ABOUT THIS TASK:
Only some lines are wanted. Transcribe, exactly, the lines below from the line with "Identify mascot arm in the frame above." up to and including the line with "Identify mascot eye in the frame above.".

-=-=-=-=-

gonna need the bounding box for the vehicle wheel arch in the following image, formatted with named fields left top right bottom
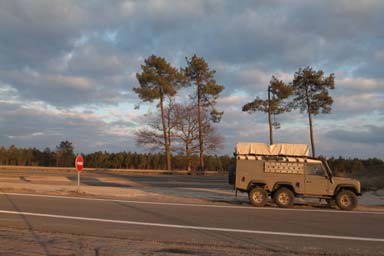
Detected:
left=247, top=180, right=267, bottom=191
left=272, top=182, right=296, bottom=195
left=334, top=184, right=358, bottom=196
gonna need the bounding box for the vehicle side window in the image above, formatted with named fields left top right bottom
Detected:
left=306, top=163, right=324, bottom=176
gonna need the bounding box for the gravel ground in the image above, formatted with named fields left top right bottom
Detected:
left=0, top=227, right=372, bottom=256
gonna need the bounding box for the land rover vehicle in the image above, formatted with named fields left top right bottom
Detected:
left=228, top=143, right=361, bottom=210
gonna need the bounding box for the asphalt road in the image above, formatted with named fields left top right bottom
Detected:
left=0, top=169, right=230, bottom=188
left=0, top=192, right=383, bottom=255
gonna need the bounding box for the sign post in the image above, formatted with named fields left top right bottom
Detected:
left=75, top=154, right=84, bottom=187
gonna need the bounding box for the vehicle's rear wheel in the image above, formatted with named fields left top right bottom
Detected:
left=274, top=187, right=294, bottom=208
left=248, top=187, right=268, bottom=207
left=335, top=190, right=357, bottom=211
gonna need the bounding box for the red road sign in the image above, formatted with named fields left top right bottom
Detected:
left=75, top=154, right=84, bottom=172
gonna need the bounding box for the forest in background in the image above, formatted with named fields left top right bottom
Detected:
left=0, top=143, right=233, bottom=173
left=0, top=143, right=382, bottom=176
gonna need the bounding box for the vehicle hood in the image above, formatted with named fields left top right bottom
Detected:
left=332, top=177, right=357, bottom=182
left=332, top=177, right=361, bottom=194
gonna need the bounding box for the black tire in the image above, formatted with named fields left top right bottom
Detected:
left=274, top=187, right=294, bottom=208
left=335, top=190, right=357, bottom=211
left=248, top=187, right=268, bottom=207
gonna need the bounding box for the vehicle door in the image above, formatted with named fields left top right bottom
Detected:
left=304, top=163, right=331, bottom=196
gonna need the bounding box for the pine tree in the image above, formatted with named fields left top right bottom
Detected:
left=134, top=55, right=182, bottom=170
left=183, top=55, right=224, bottom=173
left=242, top=76, right=292, bottom=144
left=291, top=67, right=335, bottom=157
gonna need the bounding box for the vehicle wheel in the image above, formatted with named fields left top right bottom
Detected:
left=274, top=188, right=294, bottom=208
left=336, top=190, right=357, bottom=211
left=248, top=187, right=268, bottom=207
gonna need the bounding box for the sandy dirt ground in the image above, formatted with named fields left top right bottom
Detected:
left=1, top=226, right=350, bottom=256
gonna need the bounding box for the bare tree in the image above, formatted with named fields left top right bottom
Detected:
left=135, top=98, right=178, bottom=152
left=172, top=104, right=223, bottom=172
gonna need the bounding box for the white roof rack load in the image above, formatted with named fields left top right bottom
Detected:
left=236, top=142, right=309, bottom=157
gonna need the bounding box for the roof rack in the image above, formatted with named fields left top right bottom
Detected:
left=235, top=142, right=309, bottom=157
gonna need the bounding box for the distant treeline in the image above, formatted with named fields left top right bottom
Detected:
left=0, top=144, right=234, bottom=172
left=0, top=144, right=382, bottom=174
left=326, top=157, right=383, bottom=175
left=85, top=152, right=234, bottom=173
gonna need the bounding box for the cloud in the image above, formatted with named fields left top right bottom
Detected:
left=218, top=95, right=249, bottom=105
left=0, top=69, right=126, bottom=107
left=0, top=100, right=136, bottom=153
left=326, top=125, right=384, bottom=145
left=60, top=35, right=141, bottom=79
left=0, top=1, right=88, bottom=70
left=0, top=0, right=383, bottom=157
left=337, top=77, right=384, bottom=91
left=328, top=93, right=384, bottom=120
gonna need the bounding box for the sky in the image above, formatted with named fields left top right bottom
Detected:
left=0, top=0, right=383, bottom=158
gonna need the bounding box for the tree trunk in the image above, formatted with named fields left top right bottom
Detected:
left=308, top=110, right=315, bottom=158
left=305, top=89, right=316, bottom=158
left=268, top=87, right=273, bottom=145
left=268, top=111, right=273, bottom=145
left=197, top=84, right=204, bottom=174
left=159, top=95, right=171, bottom=170
left=186, top=143, right=191, bottom=172
left=167, top=106, right=173, bottom=172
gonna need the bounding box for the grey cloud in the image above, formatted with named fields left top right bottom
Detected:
left=2, top=1, right=383, bottom=97
left=0, top=101, right=135, bottom=153
left=326, top=125, right=384, bottom=145
left=62, top=36, right=141, bottom=79
left=356, top=55, right=384, bottom=79
left=0, top=1, right=87, bottom=70
left=1, top=0, right=384, bottom=157
left=109, top=120, right=137, bottom=128
left=0, top=68, right=128, bottom=107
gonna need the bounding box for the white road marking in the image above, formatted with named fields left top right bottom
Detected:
left=0, top=209, right=383, bottom=242
left=0, top=192, right=383, bottom=215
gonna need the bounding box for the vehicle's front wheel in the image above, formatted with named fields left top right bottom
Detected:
left=248, top=187, right=268, bottom=207
left=335, top=190, right=357, bottom=211
left=274, top=188, right=294, bottom=208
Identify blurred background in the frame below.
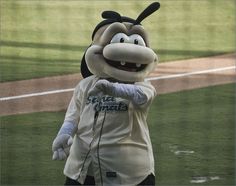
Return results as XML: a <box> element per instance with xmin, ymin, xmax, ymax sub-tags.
<box><xmin>1</xmin><ymin>0</ymin><xmax>235</xmax><ymax>82</ymax></box>
<box><xmin>0</xmin><ymin>0</ymin><xmax>235</xmax><ymax>185</ymax></box>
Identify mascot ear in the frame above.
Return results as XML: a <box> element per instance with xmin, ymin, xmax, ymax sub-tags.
<box><xmin>80</xmin><ymin>49</ymin><xmax>93</xmax><ymax>78</ymax></box>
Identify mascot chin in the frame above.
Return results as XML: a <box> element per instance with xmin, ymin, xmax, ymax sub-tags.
<box><xmin>52</xmin><ymin>2</ymin><xmax>160</xmax><ymax>186</ymax></box>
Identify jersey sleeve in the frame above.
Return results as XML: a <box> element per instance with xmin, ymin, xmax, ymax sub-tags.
<box><xmin>64</xmin><ymin>84</ymin><xmax>82</xmax><ymax>125</ymax></box>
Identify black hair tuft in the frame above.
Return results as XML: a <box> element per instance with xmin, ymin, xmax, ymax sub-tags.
<box><xmin>91</xmin><ymin>2</ymin><xmax>160</xmax><ymax>40</ymax></box>
<box><xmin>102</xmin><ymin>11</ymin><xmax>122</xmax><ymax>22</ymax></box>
<box><xmin>135</xmin><ymin>2</ymin><xmax>160</xmax><ymax>25</ymax></box>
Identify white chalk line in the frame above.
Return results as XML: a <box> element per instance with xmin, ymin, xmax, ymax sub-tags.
<box><xmin>1</xmin><ymin>66</ymin><xmax>235</xmax><ymax>101</ymax></box>
<box><xmin>0</xmin><ymin>88</ymin><xmax>75</xmax><ymax>101</ymax></box>
<box><xmin>146</xmin><ymin>66</ymin><xmax>235</xmax><ymax>81</ymax></box>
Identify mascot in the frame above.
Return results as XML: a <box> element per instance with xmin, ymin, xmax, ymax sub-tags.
<box><xmin>52</xmin><ymin>2</ymin><xmax>160</xmax><ymax>186</ymax></box>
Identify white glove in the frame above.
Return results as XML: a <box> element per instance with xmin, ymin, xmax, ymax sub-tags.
<box><xmin>88</xmin><ymin>79</ymin><xmax>109</xmax><ymax>97</ymax></box>
<box><xmin>52</xmin><ymin>134</ymin><xmax>73</xmax><ymax>160</ymax></box>
<box><xmin>52</xmin><ymin>121</ymin><xmax>77</xmax><ymax>160</ymax></box>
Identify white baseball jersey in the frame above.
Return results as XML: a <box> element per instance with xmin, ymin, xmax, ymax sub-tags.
<box><xmin>63</xmin><ymin>75</ymin><xmax>156</xmax><ymax>186</ymax></box>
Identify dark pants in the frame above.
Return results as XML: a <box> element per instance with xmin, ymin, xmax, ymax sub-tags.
<box><xmin>65</xmin><ymin>174</ymin><xmax>155</xmax><ymax>185</ymax></box>
<box><xmin>65</xmin><ymin>176</ymin><xmax>95</xmax><ymax>185</ymax></box>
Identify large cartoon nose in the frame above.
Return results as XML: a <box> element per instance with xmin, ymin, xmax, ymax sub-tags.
<box><xmin>103</xmin><ymin>43</ymin><xmax>157</xmax><ymax>64</ymax></box>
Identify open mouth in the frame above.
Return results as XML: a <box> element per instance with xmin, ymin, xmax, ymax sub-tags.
<box><xmin>105</xmin><ymin>58</ymin><xmax>147</xmax><ymax>72</ymax></box>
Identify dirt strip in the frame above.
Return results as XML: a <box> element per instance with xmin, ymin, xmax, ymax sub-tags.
<box><xmin>0</xmin><ymin>53</ymin><xmax>235</xmax><ymax>116</ymax></box>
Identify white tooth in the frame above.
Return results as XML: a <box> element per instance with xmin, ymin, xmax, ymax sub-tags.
<box><xmin>121</xmin><ymin>62</ymin><xmax>126</xmax><ymax>66</ymax></box>
<box><xmin>136</xmin><ymin>63</ymin><xmax>141</xmax><ymax>67</ymax></box>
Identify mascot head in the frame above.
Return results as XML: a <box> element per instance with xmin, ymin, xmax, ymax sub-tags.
<box><xmin>81</xmin><ymin>2</ymin><xmax>160</xmax><ymax>82</ymax></box>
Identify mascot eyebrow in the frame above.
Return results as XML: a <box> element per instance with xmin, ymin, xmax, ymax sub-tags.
<box><xmin>91</xmin><ymin>2</ymin><xmax>160</xmax><ymax>40</ymax></box>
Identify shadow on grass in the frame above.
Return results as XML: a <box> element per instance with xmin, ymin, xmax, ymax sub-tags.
<box><xmin>1</xmin><ymin>40</ymin><xmax>228</xmax><ymax>58</ymax></box>
<box><xmin>0</xmin><ymin>40</ymin><xmax>229</xmax><ymax>66</ymax></box>
<box><xmin>154</xmin><ymin>49</ymin><xmax>227</xmax><ymax>59</ymax></box>
<box><xmin>0</xmin><ymin>40</ymin><xmax>87</xmax><ymax>51</ymax></box>
<box><xmin>0</xmin><ymin>55</ymin><xmax>79</xmax><ymax>64</ymax></box>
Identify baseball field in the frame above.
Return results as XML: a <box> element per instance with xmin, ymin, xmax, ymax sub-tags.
<box><xmin>0</xmin><ymin>0</ymin><xmax>235</xmax><ymax>185</ymax></box>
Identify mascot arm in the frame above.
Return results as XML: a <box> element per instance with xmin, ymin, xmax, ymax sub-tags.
<box><xmin>89</xmin><ymin>79</ymin><xmax>155</xmax><ymax>106</ymax></box>
<box><xmin>111</xmin><ymin>82</ymin><xmax>148</xmax><ymax>105</ymax></box>
<box><xmin>52</xmin><ymin>87</ymin><xmax>81</xmax><ymax>160</ymax></box>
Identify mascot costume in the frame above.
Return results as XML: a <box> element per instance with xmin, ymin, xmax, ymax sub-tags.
<box><xmin>52</xmin><ymin>2</ymin><xmax>160</xmax><ymax>185</ymax></box>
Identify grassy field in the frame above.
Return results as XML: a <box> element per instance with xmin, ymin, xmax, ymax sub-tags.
<box><xmin>0</xmin><ymin>0</ymin><xmax>235</xmax><ymax>82</ymax></box>
<box><xmin>1</xmin><ymin>83</ymin><xmax>235</xmax><ymax>185</ymax></box>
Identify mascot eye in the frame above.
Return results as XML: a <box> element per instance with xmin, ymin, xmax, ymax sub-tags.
<box><xmin>110</xmin><ymin>33</ymin><xmax>129</xmax><ymax>44</ymax></box>
<box><xmin>120</xmin><ymin>38</ymin><xmax>125</xmax><ymax>43</ymax></box>
<box><xmin>129</xmin><ymin>34</ymin><xmax>146</xmax><ymax>46</ymax></box>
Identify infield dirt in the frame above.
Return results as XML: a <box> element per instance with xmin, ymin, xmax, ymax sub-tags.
<box><xmin>0</xmin><ymin>53</ymin><xmax>235</xmax><ymax>116</ymax></box>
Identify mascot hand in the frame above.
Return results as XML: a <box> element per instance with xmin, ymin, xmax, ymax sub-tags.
<box><xmin>88</xmin><ymin>79</ymin><xmax>110</xmax><ymax>97</ymax></box>
<box><xmin>52</xmin><ymin>134</ymin><xmax>73</xmax><ymax>160</ymax></box>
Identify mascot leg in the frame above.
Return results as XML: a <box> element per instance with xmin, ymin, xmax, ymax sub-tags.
<box><xmin>138</xmin><ymin>174</ymin><xmax>155</xmax><ymax>186</ymax></box>
<box><xmin>64</xmin><ymin>176</ymin><xmax>95</xmax><ymax>186</ymax></box>
<box><xmin>64</xmin><ymin>174</ymin><xmax>154</xmax><ymax>186</ymax></box>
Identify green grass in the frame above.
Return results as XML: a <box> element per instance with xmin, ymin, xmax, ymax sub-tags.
<box><xmin>148</xmin><ymin>83</ymin><xmax>235</xmax><ymax>185</ymax></box>
<box><xmin>0</xmin><ymin>0</ymin><xmax>235</xmax><ymax>82</ymax></box>
<box><xmin>0</xmin><ymin>112</ymin><xmax>66</xmax><ymax>185</ymax></box>
<box><xmin>1</xmin><ymin>84</ymin><xmax>235</xmax><ymax>185</ymax></box>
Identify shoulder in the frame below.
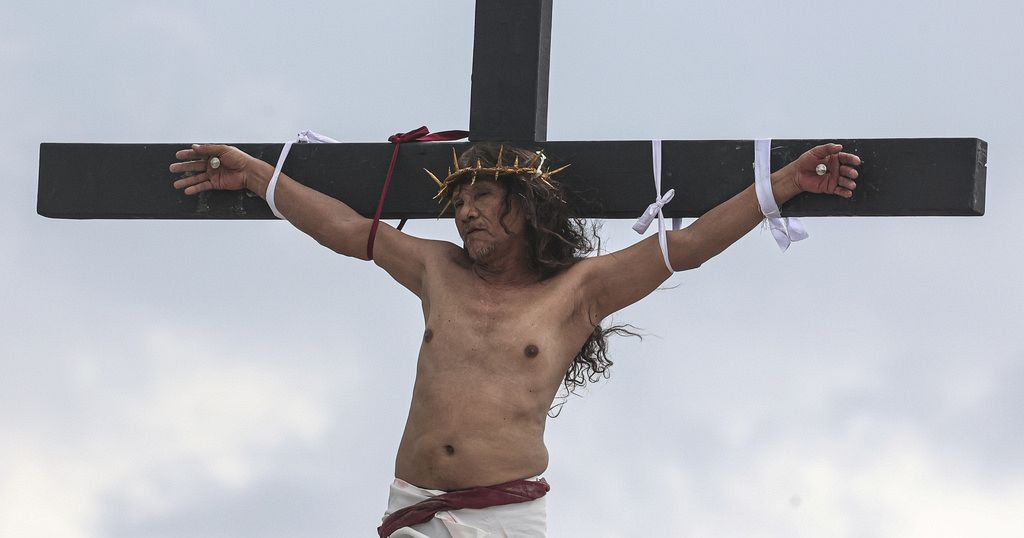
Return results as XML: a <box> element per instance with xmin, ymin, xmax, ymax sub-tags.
<box><xmin>558</xmin><ymin>237</ymin><xmax>673</xmax><ymax>320</ymax></box>
<box><xmin>372</xmin><ymin>225</ymin><xmax>465</xmax><ymax>297</ymax></box>
<box><xmin>374</xmin><ymin>225</ymin><xmax>461</xmax><ymax>262</ymax></box>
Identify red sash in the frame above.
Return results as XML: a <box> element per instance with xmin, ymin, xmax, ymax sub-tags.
<box><xmin>378</xmin><ymin>477</ymin><xmax>550</xmax><ymax>537</ymax></box>
<box><xmin>366</xmin><ymin>126</ymin><xmax>469</xmax><ymax>260</ymax></box>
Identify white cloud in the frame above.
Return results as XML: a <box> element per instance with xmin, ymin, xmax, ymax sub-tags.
<box><xmin>547</xmin><ymin>414</ymin><xmax>1024</xmax><ymax>537</ymax></box>
<box><xmin>0</xmin><ymin>324</ymin><xmax>344</xmax><ymax>538</ymax></box>
<box><xmin>744</xmin><ymin>426</ymin><xmax>1024</xmax><ymax>538</ymax></box>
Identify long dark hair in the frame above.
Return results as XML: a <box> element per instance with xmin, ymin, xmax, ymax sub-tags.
<box><xmin>450</xmin><ymin>144</ymin><xmax>641</xmax><ymax>416</ymax></box>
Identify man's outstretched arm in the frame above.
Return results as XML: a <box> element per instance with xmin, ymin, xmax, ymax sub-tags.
<box><xmin>577</xmin><ymin>143</ymin><xmax>862</xmax><ymax>320</ymax></box>
<box><xmin>170</xmin><ymin>144</ymin><xmax>438</xmax><ymax>295</ymax></box>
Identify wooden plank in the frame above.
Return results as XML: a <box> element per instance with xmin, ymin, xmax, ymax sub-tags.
<box><xmin>37</xmin><ymin>138</ymin><xmax>986</xmax><ymax>220</ymax></box>
<box><xmin>469</xmin><ymin>0</ymin><xmax>552</xmax><ymax>141</ymax></box>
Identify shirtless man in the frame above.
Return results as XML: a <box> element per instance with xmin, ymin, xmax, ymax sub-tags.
<box><xmin>170</xmin><ymin>142</ymin><xmax>861</xmax><ymax>536</ymax></box>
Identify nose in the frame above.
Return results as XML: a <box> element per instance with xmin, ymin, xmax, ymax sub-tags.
<box><xmin>457</xmin><ymin>199</ymin><xmax>479</xmax><ymax>222</ymax></box>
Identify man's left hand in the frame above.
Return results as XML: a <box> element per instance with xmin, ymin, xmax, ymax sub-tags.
<box><xmin>786</xmin><ymin>143</ymin><xmax>862</xmax><ymax>199</ymax></box>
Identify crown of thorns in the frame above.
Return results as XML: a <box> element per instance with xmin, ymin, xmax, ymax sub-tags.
<box><xmin>425</xmin><ymin>146</ymin><xmax>571</xmax><ymax>215</ymax></box>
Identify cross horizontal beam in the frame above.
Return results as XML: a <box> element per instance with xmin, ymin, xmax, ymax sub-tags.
<box><xmin>37</xmin><ymin>138</ymin><xmax>986</xmax><ymax>220</ymax></box>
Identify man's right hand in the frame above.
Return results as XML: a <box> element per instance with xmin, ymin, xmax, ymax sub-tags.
<box><xmin>170</xmin><ymin>144</ymin><xmax>253</xmax><ymax>195</ymax></box>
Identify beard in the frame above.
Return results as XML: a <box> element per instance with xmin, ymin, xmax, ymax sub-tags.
<box><xmin>466</xmin><ymin>240</ymin><xmax>496</xmax><ymax>262</ymax></box>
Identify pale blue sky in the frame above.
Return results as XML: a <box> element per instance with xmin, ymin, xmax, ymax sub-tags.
<box><xmin>2</xmin><ymin>1</ymin><xmax>1022</xmax><ymax>536</ymax></box>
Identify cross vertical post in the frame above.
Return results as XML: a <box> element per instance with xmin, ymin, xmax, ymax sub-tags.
<box><xmin>469</xmin><ymin>0</ymin><xmax>552</xmax><ymax>142</ymax></box>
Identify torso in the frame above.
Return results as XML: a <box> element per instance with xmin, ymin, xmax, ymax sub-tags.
<box><xmin>394</xmin><ymin>244</ymin><xmax>596</xmax><ymax>490</ymax></box>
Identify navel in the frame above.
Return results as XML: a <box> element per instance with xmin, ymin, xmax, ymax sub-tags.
<box><xmin>444</xmin><ymin>444</ymin><xmax>455</xmax><ymax>456</ymax></box>
<box><xmin>524</xmin><ymin>344</ymin><xmax>539</xmax><ymax>358</ymax></box>
<box><xmin>423</xmin><ymin>328</ymin><xmax>434</xmax><ymax>343</ymax></box>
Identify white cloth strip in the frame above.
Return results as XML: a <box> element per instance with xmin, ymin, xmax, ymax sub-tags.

-=-=-=-=-

REPLY:
Identify mascot arm in the frame above.
Return results as XML: a <box> element per instance with xmin, ymin, xmax, ymax sub-tags.
<box><xmin>89</xmin><ymin>79</ymin><xmax>155</xmax><ymax>106</ymax></box>
<box><xmin>111</xmin><ymin>82</ymin><xmax>148</xmax><ymax>105</ymax></box>
<box><xmin>52</xmin><ymin>87</ymin><xmax>81</xmax><ymax>160</ymax></box>
Identify mascot costume in the frame above.
Return results as XML: a <box> element per instance with xmin, ymin, xmax, ymax sub-tags.
<box><xmin>52</xmin><ymin>2</ymin><xmax>160</xmax><ymax>185</ymax></box>
Identify grassy field in the frame above.
Return results as XML: a <box> element per instance with xmin, ymin, xmax, ymax sub-tags.
<box><xmin>0</xmin><ymin>0</ymin><xmax>235</xmax><ymax>82</ymax></box>
<box><xmin>1</xmin><ymin>83</ymin><xmax>235</xmax><ymax>185</ymax></box>
Identify mascot eye in the frame above.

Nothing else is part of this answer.